__TEXT BLOCK__.
Good
Grief
Philip G. Ney, MD, FRCP (C)
August 17, 2004
Like Sleep
Grief is a natural, normal and necessary process, much like sleep.
Often, like sleep, people don’t want to get into it for
fear. They are afraid to start grieving because of the pain of
loss, fears of loneliness, anger from being rejected, bitterness
of accumulated disappointments, uncertainty about the future,
weariness from sorrow and doubt about oneself. These are like
the nightmares of sleep. But like bad dreams, they all must be
endured if you are to waken refreshed. If you can go through the
process and finish grieving, you spontaneously recover, feel refreshed,
become more hopeful and energetic.
Complicated Grief
Grief that never gets started properly and grief that is complicated
by conflicts becomes pathological grief. Pathological grief often
results in depression.
The complications of grief arise from:
- Other unfinished griefs, e.g. previous abortions, an old
flame.
- Mixed feelings towards deceased person, e.g. love and hate,
desire and rejection
- Deceased person is dehumanized, seen only as a good or bad
object, “that drunken bum”, “just a conceptus”.
- Unfinished business, eg. unpaid debts, anger at boy friend.
- Contribution to the loss, e.g. paid to have preborn baby's
life terminated.
- No reconciliation, e.g. if didn’t forgive, will not
forget.
- Discouraged from talking and/or feeling, e.g. “the
abortion was a non event and so there is no need to grieve and
we don’t need to talk about it, do we”
Since all these complicating factors may and usually do apply
to abortions, it is easy to understand why abortions result in
the most difficult grief. Because grief for an aborted baby seldom
starts and is often complicated, it frequently results in depression.
Although physicians feel inclined to prescribe antidepressants
to women post abortion because it appears they are depressed,
the proper treatment is to facilitate grief and help a woman deal
with all the conflicts surrounding her abortion. Sadly there are
few people who are inclined to do this and even fewer who are
appropriately skilled.
Like Sleep Deprivation
Anyone who has not been able to grieve senses that they must
do it sooner or later. They feel their mind and body become increasingly
tense. When a person has been deprived of sleep for too long,
they feel refreshed after a good sleep. They can function for
a little while but also find that occasionally they need to nap.

__STUDY QUESTIONS__.
[1] Leaving out the examples, list each source of the complications of grief that the grief article names in its bulleted list.
[2] Write out the grief article word for word, from "Since all these" up to and including "appropriately skilled.".

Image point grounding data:
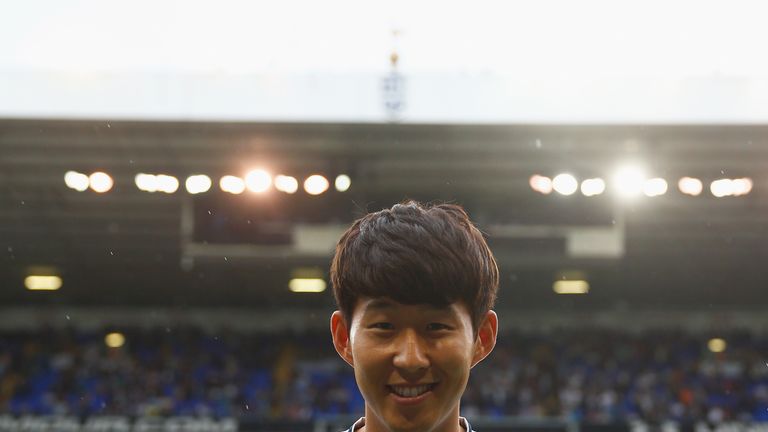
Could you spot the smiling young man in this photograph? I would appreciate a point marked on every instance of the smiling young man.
(415, 286)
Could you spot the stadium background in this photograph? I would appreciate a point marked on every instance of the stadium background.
(175, 310)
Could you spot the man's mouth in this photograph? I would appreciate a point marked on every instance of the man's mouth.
(411, 391)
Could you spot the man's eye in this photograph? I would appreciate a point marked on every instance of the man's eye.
(437, 326)
(382, 326)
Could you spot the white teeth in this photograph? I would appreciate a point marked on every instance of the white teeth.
(410, 391)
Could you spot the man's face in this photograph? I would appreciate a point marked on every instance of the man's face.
(412, 363)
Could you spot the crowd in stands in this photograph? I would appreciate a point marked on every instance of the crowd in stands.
(586, 375)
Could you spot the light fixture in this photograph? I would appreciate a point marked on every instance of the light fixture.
(690, 186)
(571, 287)
(42, 282)
(146, 182)
(303, 285)
(101, 182)
(316, 184)
(717, 345)
(166, 183)
(565, 184)
(77, 181)
(114, 340)
(342, 183)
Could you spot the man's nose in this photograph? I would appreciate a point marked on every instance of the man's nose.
(411, 354)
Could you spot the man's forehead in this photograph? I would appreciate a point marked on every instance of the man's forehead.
(385, 303)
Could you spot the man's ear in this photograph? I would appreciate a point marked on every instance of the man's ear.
(486, 337)
(340, 334)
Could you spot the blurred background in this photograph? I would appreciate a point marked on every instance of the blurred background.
(174, 176)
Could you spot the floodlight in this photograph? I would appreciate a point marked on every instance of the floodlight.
(541, 184)
(565, 184)
(199, 183)
(286, 184)
(167, 184)
(114, 340)
(232, 184)
(146, 182)
(307, 285)
(343, 182)
(258, 181)
(655, 187)
(717, 345)
(42, 283)
(571, 287)
(101, 182)
(592, 187)
(316, 184)
(77, 181)
(690, 186)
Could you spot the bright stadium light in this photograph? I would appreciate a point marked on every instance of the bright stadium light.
(42, 283)
(342, 183)
(101, 182)
(721, 188)
(114, 340)
(258, 181)
(571, 287)
(77, 181)
(167, 184)
(146, 182)
(628, 181)
(655, 187)
(690, 186)
(742, 186)
(307, 285)
(717, 345)
(541, 184)
(592, 187)
(232, 184)
(316, 184)
(565, 184)
(199, 183)
(286, 184)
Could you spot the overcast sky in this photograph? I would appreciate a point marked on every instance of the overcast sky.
(462, 61)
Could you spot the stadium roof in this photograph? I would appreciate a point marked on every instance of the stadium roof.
(127, 246)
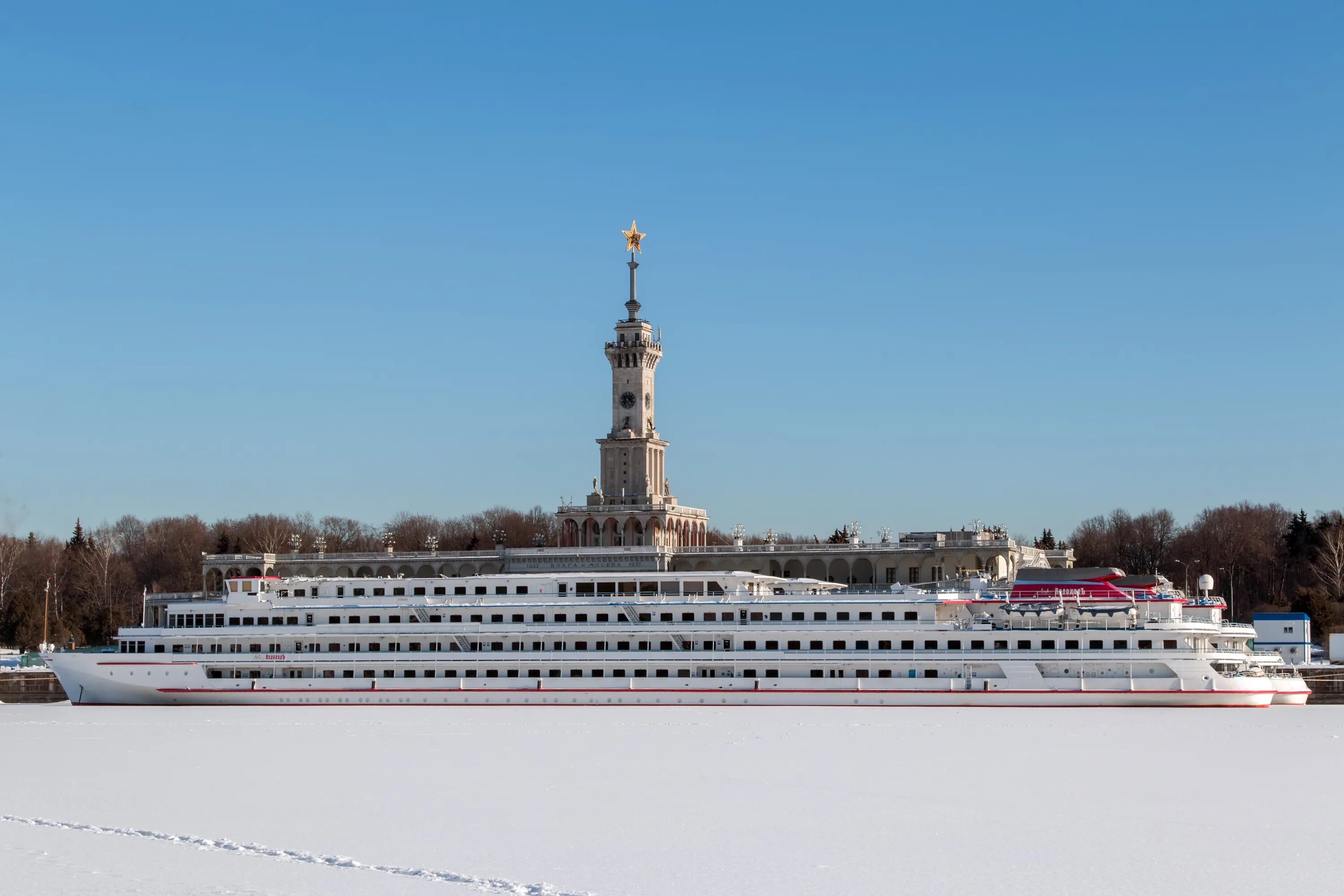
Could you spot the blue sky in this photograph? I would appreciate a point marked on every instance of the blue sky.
(913, 265)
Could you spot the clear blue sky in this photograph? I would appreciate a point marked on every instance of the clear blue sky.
(913, 267)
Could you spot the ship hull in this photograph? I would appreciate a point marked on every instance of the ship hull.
(103, 679)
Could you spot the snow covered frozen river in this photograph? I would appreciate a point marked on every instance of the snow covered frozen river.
(656, 801)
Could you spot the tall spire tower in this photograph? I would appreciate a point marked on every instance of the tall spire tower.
(632, 501)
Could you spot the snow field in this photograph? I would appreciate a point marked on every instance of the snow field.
(660, 801)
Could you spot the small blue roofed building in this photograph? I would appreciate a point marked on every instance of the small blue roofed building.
(1289, 633)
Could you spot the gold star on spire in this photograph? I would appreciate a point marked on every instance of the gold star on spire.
(632, 240)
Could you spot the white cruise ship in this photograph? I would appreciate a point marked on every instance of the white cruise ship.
(1058, 637)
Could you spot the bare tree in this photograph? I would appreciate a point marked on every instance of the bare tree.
(11, 551)
(1328, 566)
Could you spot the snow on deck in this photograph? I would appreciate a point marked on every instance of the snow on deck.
(339, 801)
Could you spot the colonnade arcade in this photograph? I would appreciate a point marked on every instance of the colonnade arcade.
(631, 531)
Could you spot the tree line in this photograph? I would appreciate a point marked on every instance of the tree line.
(1261, 555)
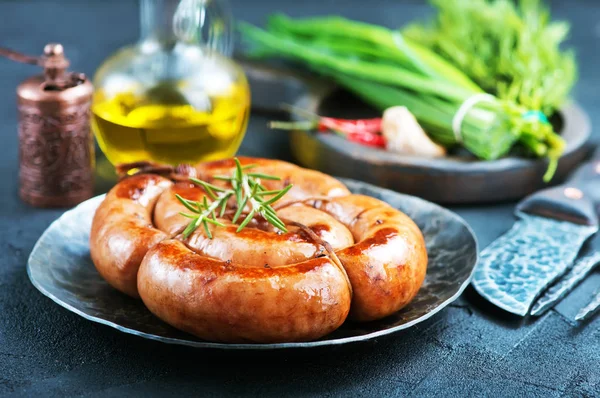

__SOLUTIONS TO THE TASKS__.
[1]
- Other unfinished griefs
- Mixed feelings towards deceased person
- Deceased person is dehumanized, seen only as a good or bad object
- Unfinished business
- Contribution to the loss
- No reconciliation
- Discouraged from talking and/or feeling

[2]
Since all these complicating factors may and usually do apply
to abortions, it is easy to understand why abortions result in
the most difficult grief. Because grief for an aborted baby seldom
starts and is often complicated, it frequently results in depression.
Although physicians feel inclined to prescribe antidepressants
to women post abortion because it appears they are depressed,
the proper treatment is to facilitate grief and help a woman deal
with all the conflicts surrounding her abortion. Sadly there are
few people who are inclined to do this and even fewer who are
appropriately skilled.